TEXT SHOWN:
>> begin
The following thoughtful and well presented piece is a resonse to a column I wrote in which I suggested that improved email protocols might be a solution to the spam problem.

David Harris, developer of the excellent Pegaus Mail program (which I've used for years and years) wrote this:

The first thing you have to do is ask: "what changes could be made to the Internet's mail system that would defeat spam?". In fact, this is not nearly as simple a question as it seems; the most common suggestions I have seen are the following:

  1. Introduce a small charge for every mail message

  2. Require everyone who sends mail to use a valid public-key certificate that clearly and unequivocally identifies them.

  3. Only allow servers to use authenticated connections based on valid public-key certificates (there is actually a proposal called AMTP in front of the Internet Engineering Task Force [IETF] that describes this approach).

  4. Only allow mail from pre-approved addresses to be accepted (also called "whitelisting").

  5. Only allow mail to be accepted if the authoritative DNS entries for the domain match the machine making the connection (in other words, only accept mail from machines formally designated mail exchangers in the DNS records for the domain).

I'll deal with these ideas in three groups - the first group contains items 5 and 4, the second group contains items 3 and 2, while I'll reserve a special group for item 1; the reason for the groupings will become clear as I go along, I hope.

The first group

The first group, consisting of items 5 and 4, is currently feasible - these things can be done without completely tearing up the basis of Internet mail and starting again. Item 5, in fact, is already reasonably widely-done to varying degrees. Both approaches have some basic problems, though:

  • Approach 5 relies on all domains wanting to send mail having properly-configured DNS entries that are 100% available. This results in a vast increase in DNS traffic, increased costs and management for smaller organizations, and some serious complications for sites who are running a mail server across a link with a dynamically- allocated IP address (such as ADSL). My own experience when I tried adding this to Mercury (my mail server) was that about 5% of all legitimate mail was turned away because of network outages, transient DNS failures or DNS configuration errors - and that was two or three years ago, before the rise of ADSL.

  • Approach 4 actually works and is a good solution for individuals who only ever exchange mail with a static community of colleagues. In essence, when a mail message is sent from an address that the intended recipient has not previously encountered, the sender receives an automated response requesting that they go to a web page and confirm their identity; once the sender has done this, the message they sent is delivered, and all subsequent messages from them are automatically approved. On the surface, this sounds like a perfect solution, but as is often the case, practice reveals a different outcome: whitelist schemes of this kind almost invariably result in people losing mail or antagonizing those who legitimately want to communicate with them. It doesn't matter how simple and painless you make the verification process, a significant proportion of senders simply won't do it, and the mail will be discarded. There are also some really serious problems with this type of approach if the user wants to belong to mailing lists, or to use e-commerce facilities (many e-commerce facilities send an e-mail message in confirmation to an order and do not ship the order until they get a response). Still, if the problem of spam continues to escalate, this may be the only genuinely workable technical way of getting around it - we may simply have to make a social change and accept that verification prior to delivery is a fact of life.
>> end
DATASET EXCERPT:
>> begin
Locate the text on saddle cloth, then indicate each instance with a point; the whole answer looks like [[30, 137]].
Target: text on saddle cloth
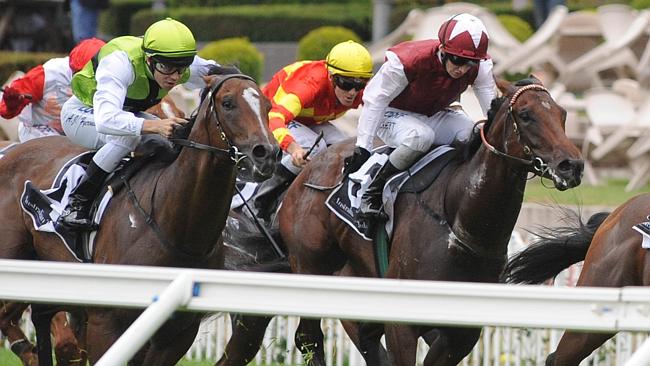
>> end
GIVEN PROBLEM 1: List every change to the Internet's mail system that the piece on defeating spam gives as a common suggestion.
GIVEN PROBLEM 2: Write the next part of the piece on defeating spam, picking up after its last sentence.
The material above comes from a separate source and is unrelated to the text.

ANSWER 1:
1. Introduce a small charge for every mail message.
2. Require everyone who sends mail to use a valid public-key certificate that clearly and unequivocally identifies them.
3. Only allow servers to use authenticated connections based on valid public-key certificates.
4. Only allow mail from pre-approved addresses to be accepted ("whitelisting").
5. Only allow mail to be accepted if the authoritative DNS entries for the domain match the machine making the connection.

ANSWER 2:
The second group

Items 2 and 3 are similar, in that both require public key infrastructure to make them work: these two approaches are very commonly proposed, usually by a class of people who see encryption as a solution to everything or who have a vested interest in the technology. There are some very real problems associated with technical approaches based on authentication, though:

  • Both approaches depend on the existence of a viable, globally- accessible public-key infrastructure. They need authenticable certificates issued by responsible CAs (certification authorities, such as Thawte or Verisign). Such certificates are very costly (US$250 per annum is not unusual) and are not at all easy to obtain. There are also very few CAs out there, most of them being based in or controlled by the USA (for many people this would be a problem in itself). Given that there are tens of millions of mail servers and hundreds of millions of users (even billions) it's not at all clear that the existing CAs could cope with new systems requiring that level of support and maintenance. A vast new global high-security industry would be required to accommodate the necessary infrastructure.

  • Both approaches depend on some fairly heavy-duty encryption - typically SSL/TLS: this introduces a significant level of complexity into the protocols and potentially creates export and certification headaches. There's also the problem that SSL has some fairly severe interoperability problems at the moment (although these will be ironed out over time).

  • Because a side-effect of these approaches is typically that all mail transactions will be encrypted, there is likely to be significant opposition from shady groups with an interest in intercepting mail, such as the FBI, the NSA and the Department of Homeland Security.

  • Approaches like this would essentially require the complete replacement of the entire e-mail infrastructure of the Internet, and the redevelopment of every client and server. Is this easy to imagine?

But the biggest problem with these approaches is that they actually do nothing to reduce spam - all they do is give you certainty about who sent the message. In theory, they could be used as as basis for setting up a register of known abusers, but that's also a major infrastructure addition with its own web-of-trust and technical problems, and nothing prevents spammers from either stealing certificates or virtual-relocating to TLDs that are happy to issue disposable domains (I can easily imagine a flourishing market in this type of thing springing up almost overnight if this scenario ever arose).

Furthermore, there are some major privacy implications with this - anonymous mail becomes impossible in an environment of this kind, and many services such as mailing lists could easily be compromised by authentication requirements.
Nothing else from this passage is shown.